▸ Supplied records
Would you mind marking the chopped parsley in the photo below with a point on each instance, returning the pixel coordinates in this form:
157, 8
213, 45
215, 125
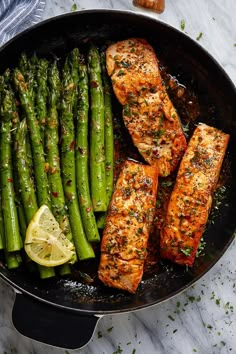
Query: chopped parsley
182, 25
201, 248
186, 251
74, 7
171, 318
199, 36
100, 334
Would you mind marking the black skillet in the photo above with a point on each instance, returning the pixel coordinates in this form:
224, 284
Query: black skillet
67, 310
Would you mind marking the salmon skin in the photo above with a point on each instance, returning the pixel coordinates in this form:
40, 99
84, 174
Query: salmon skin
125, 236
191, 199
148, 112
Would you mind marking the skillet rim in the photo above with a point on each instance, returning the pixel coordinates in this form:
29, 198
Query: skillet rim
221, 69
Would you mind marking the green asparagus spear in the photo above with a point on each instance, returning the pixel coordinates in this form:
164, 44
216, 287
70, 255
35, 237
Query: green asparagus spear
27, 68
11, 224
109, 138
42, 187
52, 151
97, 158
10, 257
2, 243
74, 67
26, 185
83, 247
25, 181
41, 94
81, 148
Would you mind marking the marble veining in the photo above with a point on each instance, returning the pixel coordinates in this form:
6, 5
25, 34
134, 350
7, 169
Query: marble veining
203, 318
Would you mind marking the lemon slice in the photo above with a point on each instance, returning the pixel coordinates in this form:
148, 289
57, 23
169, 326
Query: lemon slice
45, 242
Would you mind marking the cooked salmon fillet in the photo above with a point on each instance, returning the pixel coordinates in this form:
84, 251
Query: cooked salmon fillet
125, 237
148, 112
191, 198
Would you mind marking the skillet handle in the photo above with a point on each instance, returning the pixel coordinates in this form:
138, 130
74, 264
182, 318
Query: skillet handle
52, 325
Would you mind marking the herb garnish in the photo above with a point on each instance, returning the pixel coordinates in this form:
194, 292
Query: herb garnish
74, 7
182, 25
199, 36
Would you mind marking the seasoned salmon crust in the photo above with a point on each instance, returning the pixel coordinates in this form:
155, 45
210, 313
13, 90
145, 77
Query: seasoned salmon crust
191, 198
148, 112
125, 237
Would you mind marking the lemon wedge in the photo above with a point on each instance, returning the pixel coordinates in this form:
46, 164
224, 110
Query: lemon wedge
45, 242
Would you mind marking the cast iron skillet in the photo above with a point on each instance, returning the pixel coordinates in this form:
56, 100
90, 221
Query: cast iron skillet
67, 310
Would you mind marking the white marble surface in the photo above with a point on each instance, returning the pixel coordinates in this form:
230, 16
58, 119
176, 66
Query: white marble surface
202, 319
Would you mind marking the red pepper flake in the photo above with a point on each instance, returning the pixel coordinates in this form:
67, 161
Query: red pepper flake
94, 84
68, 183
72, 144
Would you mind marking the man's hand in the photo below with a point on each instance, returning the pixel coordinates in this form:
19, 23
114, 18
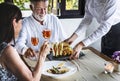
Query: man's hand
77, 50
29, 53
71, 39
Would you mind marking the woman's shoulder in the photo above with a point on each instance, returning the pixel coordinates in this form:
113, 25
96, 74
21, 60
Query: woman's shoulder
6, 48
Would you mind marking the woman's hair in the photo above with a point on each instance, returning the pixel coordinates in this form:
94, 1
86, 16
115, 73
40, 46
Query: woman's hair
8, 12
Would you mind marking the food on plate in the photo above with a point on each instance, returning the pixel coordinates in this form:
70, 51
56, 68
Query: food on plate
62, 49
59, 69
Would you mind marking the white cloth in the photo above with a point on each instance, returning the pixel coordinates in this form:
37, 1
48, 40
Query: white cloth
106, 12
32, 28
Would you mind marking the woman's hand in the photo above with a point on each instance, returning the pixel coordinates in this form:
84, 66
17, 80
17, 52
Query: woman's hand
71, 39
29, 53
77, 50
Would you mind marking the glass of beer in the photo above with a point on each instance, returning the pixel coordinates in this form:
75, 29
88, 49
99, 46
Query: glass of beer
46, 33
34, 41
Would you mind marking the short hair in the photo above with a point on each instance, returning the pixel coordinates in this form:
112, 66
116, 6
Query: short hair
8, 12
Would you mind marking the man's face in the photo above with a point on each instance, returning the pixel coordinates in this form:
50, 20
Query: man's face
39, 10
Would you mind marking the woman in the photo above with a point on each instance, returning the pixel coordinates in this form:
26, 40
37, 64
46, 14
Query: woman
12, 68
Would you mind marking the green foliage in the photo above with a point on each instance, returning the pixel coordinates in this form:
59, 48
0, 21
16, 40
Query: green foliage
21, 4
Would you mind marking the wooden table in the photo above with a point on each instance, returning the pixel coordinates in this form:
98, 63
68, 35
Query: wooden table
90, 68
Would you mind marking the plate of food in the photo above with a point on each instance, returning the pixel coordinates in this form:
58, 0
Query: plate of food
58, 69
61, 51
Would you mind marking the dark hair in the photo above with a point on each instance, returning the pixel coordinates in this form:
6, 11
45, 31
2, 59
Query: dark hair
8, 12
37, 0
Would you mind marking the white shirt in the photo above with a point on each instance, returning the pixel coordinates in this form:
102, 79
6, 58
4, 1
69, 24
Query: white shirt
106, 12
32, 28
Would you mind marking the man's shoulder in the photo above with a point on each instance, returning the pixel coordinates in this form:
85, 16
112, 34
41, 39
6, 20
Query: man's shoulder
51, 15
27, 18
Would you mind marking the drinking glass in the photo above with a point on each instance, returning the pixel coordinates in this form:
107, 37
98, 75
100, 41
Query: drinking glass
46, 33
34, 41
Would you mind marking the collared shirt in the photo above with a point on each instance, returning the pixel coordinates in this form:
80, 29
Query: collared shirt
32, 28
106, 12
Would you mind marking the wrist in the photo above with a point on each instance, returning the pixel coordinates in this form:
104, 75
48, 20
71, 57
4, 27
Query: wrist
81, 44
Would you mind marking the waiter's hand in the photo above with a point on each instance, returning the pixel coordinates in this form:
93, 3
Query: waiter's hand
77, 50
71, 39
29, 53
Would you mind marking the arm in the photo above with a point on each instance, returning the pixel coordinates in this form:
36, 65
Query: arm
20, 69
105, 25
82, 27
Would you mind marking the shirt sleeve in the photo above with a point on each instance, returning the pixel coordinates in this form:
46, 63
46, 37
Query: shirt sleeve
20, 44
105, 25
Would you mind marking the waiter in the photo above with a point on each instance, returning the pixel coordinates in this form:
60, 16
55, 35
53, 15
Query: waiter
107, 14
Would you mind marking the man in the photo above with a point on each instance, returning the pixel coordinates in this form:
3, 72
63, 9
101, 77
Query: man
33, 27
107, 13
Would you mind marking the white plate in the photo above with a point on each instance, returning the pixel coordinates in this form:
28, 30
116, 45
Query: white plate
49, 64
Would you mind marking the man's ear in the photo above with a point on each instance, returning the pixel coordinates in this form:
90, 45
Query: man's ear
14, 23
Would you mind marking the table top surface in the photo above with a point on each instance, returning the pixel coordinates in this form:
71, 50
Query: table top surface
89, 68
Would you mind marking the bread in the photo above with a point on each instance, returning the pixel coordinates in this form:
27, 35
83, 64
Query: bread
62, 49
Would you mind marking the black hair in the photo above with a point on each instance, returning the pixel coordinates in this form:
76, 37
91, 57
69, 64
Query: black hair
8, 12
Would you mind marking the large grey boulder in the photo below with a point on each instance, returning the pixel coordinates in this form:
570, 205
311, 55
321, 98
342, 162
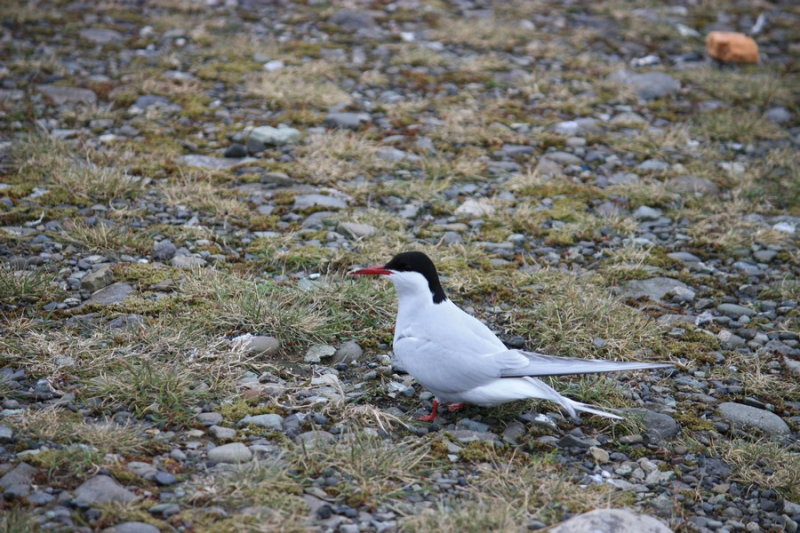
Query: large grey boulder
611, 521
746, 417
103, 489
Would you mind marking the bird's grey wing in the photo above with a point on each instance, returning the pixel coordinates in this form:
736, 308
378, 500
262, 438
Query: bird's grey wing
517, 363
440, 368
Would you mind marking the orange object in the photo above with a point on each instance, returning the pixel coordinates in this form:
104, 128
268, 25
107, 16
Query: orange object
732, 47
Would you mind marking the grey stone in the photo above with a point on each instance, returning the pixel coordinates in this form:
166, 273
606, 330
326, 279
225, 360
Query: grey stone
778, 115
6, 434
22, 474
147, 101
648, 86
67, 95
40, 498
210, 419
97, 279
653, 165
132, 527
351, 121
579, 127
164, 250
263, 345
611, 521
571, 441
692, 185
187, 261
765, 256
356, 231
735, 310
317, 352
113, 294
348, 352
623, 178
269, 421
392, 155
126, 322
465, 436
744, 417
647, 213
353, 20
549, 169
475, 208
563, 158
311, 439
653, 288
142, 469
660, 427
101, 35
304, 201
684, 257
213, 163
16, 492
472, 425
235, 151
278, 179
235, 452
628, 118
748, 268
165, 479
103, 489
270, 136
598, 454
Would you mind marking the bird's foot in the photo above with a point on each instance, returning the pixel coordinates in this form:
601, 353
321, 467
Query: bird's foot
432, 416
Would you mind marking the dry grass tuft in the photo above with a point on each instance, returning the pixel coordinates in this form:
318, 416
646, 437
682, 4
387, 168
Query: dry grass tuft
312, 84
197, 190
67, 428
337, 156
104, 237
769, 464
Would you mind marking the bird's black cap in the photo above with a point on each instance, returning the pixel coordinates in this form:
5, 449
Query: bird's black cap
419, 262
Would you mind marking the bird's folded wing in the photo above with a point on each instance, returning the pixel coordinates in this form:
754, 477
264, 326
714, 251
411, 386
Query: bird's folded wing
516, 363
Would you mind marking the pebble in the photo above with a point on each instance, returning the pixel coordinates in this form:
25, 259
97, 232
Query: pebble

▸ Written problem
Copy the lines word for word, starting at the line that contains "Would you mind marking the pebble" and ending at the last line, both included.

▸ Task response
Would you mind marking the pebble in the photo above with a point on each instance, returning the pixel coordinates in this form:
25, 259
97, 232
Query: pebble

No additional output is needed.